Brief:
Count the lines below that contain the word "wooden" and give only that number.

Data supplied:
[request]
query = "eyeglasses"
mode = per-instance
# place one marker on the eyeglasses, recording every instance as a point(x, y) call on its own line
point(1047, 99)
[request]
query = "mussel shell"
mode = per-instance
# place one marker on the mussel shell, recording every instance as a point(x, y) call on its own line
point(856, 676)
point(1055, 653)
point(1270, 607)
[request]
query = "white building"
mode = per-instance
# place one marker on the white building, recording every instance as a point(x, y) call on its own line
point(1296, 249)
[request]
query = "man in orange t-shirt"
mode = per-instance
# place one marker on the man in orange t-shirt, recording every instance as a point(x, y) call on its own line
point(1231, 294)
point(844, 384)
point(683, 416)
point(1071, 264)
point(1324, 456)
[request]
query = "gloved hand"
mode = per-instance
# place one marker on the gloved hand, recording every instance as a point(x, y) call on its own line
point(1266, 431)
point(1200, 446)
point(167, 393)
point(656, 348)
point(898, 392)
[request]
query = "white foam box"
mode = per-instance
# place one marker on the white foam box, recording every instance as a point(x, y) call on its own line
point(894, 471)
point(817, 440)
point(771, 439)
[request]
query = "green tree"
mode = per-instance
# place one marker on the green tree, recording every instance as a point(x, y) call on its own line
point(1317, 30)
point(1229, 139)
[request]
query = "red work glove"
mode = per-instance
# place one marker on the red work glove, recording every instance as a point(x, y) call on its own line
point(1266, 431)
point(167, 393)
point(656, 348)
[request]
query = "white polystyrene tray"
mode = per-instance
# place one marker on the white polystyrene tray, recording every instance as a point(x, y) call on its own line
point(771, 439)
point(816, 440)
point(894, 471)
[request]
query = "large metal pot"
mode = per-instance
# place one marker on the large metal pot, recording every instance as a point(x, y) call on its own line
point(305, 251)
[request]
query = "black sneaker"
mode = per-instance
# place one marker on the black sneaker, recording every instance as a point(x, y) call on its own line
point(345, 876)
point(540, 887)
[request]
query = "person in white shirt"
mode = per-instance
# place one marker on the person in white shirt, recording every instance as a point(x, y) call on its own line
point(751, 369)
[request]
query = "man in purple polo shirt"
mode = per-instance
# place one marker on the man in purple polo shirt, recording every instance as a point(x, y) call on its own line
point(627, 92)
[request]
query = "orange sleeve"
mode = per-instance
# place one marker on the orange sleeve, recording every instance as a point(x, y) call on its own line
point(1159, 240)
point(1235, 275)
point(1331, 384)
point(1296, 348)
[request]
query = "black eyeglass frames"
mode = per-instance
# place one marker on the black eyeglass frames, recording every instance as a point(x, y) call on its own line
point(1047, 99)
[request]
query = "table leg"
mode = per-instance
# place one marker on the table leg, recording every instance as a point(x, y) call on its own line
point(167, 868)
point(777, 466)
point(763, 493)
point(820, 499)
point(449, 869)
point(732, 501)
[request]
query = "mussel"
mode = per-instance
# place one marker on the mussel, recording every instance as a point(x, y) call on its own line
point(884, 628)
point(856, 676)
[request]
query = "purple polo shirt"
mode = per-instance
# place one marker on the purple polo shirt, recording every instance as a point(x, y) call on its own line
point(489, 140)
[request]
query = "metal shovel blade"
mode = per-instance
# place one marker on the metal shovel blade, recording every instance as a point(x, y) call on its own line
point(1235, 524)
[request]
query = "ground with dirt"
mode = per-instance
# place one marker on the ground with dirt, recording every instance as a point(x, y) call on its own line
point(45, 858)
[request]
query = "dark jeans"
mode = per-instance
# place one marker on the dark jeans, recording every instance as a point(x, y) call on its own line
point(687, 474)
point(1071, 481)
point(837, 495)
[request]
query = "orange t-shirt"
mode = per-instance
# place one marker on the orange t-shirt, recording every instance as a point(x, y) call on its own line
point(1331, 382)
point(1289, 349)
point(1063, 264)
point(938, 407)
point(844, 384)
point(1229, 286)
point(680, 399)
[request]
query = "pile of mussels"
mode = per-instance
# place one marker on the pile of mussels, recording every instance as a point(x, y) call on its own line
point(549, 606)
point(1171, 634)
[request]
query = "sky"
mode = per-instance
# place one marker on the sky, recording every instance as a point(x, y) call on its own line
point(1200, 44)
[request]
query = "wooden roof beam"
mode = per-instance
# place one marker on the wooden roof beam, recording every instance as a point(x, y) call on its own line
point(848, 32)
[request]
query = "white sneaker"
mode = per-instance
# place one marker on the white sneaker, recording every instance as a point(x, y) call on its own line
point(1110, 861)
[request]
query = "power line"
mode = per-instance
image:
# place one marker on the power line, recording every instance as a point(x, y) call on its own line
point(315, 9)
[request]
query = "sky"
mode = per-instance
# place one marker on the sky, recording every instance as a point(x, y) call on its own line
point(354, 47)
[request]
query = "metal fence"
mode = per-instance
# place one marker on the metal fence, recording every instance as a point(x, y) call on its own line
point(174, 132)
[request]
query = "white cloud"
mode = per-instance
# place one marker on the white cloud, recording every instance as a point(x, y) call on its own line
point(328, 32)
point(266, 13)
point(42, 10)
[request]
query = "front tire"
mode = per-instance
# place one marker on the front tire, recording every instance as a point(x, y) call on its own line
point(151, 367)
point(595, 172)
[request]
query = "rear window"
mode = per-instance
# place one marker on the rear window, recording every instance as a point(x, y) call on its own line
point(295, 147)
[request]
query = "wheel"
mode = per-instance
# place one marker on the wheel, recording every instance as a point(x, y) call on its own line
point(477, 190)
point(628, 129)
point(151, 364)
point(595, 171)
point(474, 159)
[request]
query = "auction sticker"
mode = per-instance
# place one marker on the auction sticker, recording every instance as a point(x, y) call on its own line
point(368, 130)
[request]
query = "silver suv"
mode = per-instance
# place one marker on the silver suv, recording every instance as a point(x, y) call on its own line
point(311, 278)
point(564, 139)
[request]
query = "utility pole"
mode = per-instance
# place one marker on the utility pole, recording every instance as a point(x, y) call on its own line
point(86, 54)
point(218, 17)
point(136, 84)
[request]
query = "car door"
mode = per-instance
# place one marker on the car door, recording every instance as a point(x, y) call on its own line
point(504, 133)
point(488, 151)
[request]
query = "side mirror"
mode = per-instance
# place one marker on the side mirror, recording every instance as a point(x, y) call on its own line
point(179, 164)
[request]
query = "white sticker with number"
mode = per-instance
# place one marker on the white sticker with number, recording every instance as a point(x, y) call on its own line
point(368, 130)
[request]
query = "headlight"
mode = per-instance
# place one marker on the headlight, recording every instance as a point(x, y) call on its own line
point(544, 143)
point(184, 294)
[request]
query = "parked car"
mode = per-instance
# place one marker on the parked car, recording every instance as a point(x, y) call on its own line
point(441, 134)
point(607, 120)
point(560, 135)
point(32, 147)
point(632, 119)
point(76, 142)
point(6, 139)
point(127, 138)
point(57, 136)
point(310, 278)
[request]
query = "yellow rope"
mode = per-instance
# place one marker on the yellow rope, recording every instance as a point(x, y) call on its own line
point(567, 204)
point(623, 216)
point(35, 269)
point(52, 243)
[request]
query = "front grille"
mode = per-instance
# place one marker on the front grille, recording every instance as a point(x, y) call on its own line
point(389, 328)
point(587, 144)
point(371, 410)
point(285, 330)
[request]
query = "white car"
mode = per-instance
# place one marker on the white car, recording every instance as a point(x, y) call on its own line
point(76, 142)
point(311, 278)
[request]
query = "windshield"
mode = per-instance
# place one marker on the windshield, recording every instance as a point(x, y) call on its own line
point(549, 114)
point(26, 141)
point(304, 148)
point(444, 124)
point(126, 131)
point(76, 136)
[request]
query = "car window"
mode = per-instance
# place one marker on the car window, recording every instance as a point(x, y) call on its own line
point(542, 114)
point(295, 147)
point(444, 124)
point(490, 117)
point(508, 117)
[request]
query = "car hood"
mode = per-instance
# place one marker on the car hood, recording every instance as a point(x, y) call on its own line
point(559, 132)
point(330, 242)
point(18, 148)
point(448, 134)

Correct result:
2